Text passage:
####################

From the wide range of experiments performed, it can be observed that in a close-range setting, the experimental conditions and camera parameters impact the quality of depth measurements obtained. The D415 is the only active stereo camera, equipped with a laser emitter. This advantage is evident in the better performance for planar surfaces in Env01. However, it fails to accurately compute dense depth information for more complex scenes in Env02 and Env03. The camera struggles with capturing depth at close-range environments and works optimally at a distance of \(20~\textrm{cm}\). For closer distances, the camera requires specific adjustments to obtain satisfactory depth measurements.

In comparison to the D405, the Zed-Mini is less accurate but always shows a higher fill rate than the other two cameras. Besides, it provides an easy switch between different depth modes, which have different advantages. For example the ULTRA-mode provides measurements with near sub-millimeter accuracy, but with sparse depth information. The newly released NEURAL-mode (ZED-SDK version 3.6) can reproduce a good spatial resolution with near \(100\%\) fill-rate for larger surfaces like that of the mitral valve leaflet. However, the performance of this mode works best at the center of the scene, and fails near the edges with high error. This could be observed in Obj01, and Obj02 of Env02 in “Results” section.

####################

(Records taken from a dataset)
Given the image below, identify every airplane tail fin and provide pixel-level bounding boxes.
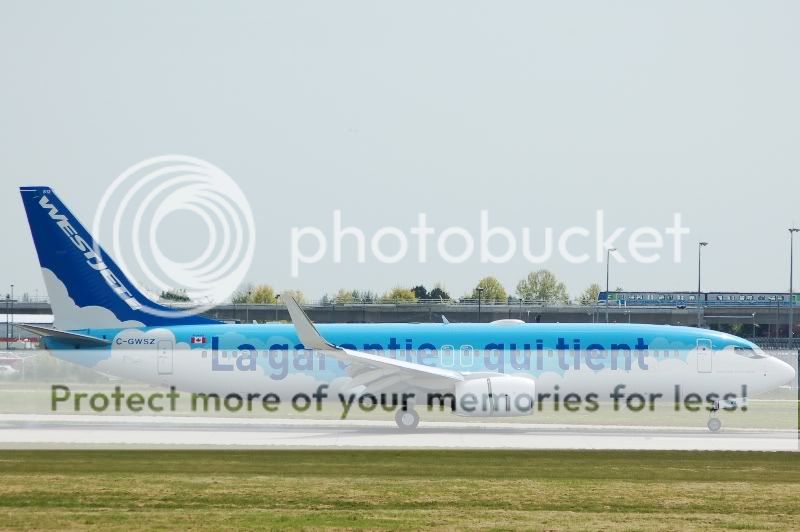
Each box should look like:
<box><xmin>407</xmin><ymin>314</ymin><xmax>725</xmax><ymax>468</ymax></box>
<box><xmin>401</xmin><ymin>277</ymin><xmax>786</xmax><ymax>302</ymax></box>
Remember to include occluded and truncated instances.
<box><xmin>20</xmin><ymin>186</ymin><xmax>218</xmax><ymax>330</ymax></box>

####################

Work request 1: Which depth cameras does the passage on close-range depth cameras name?
Work request 2: Carry on the passage on close-range depth cameras from its last sentence.

Final answer 1: D415, D405, Zed-Mini

Final answer 2:
The latest of the cameras, the D405, is also the one with the closest minimum working distance as per manufacture specification (\(7~\textrm{cm}\), c.f. Table 1). This is reflected in the performance in the different environments in comparison to the other cameras, even though reconstructing complex scenes was sub-par when surgical tools obstruct the camera view. Furthermore, it can be observed that the post-processing filter of the D405, while able to remove temporal noise, introduces strong smoothing effects which interfere with an accurate depth reconstruction, especially on the edges.

In contrast to surgical simulation, the use of the depth sensors in an intra-operative setting is limited by different challenges. Firstly, adequate sterile contraptions are required to circumvent safety concerns. Secondly, logistic and size limitations exist in maneuvering the camera intra-operatively with narrow surgical ports.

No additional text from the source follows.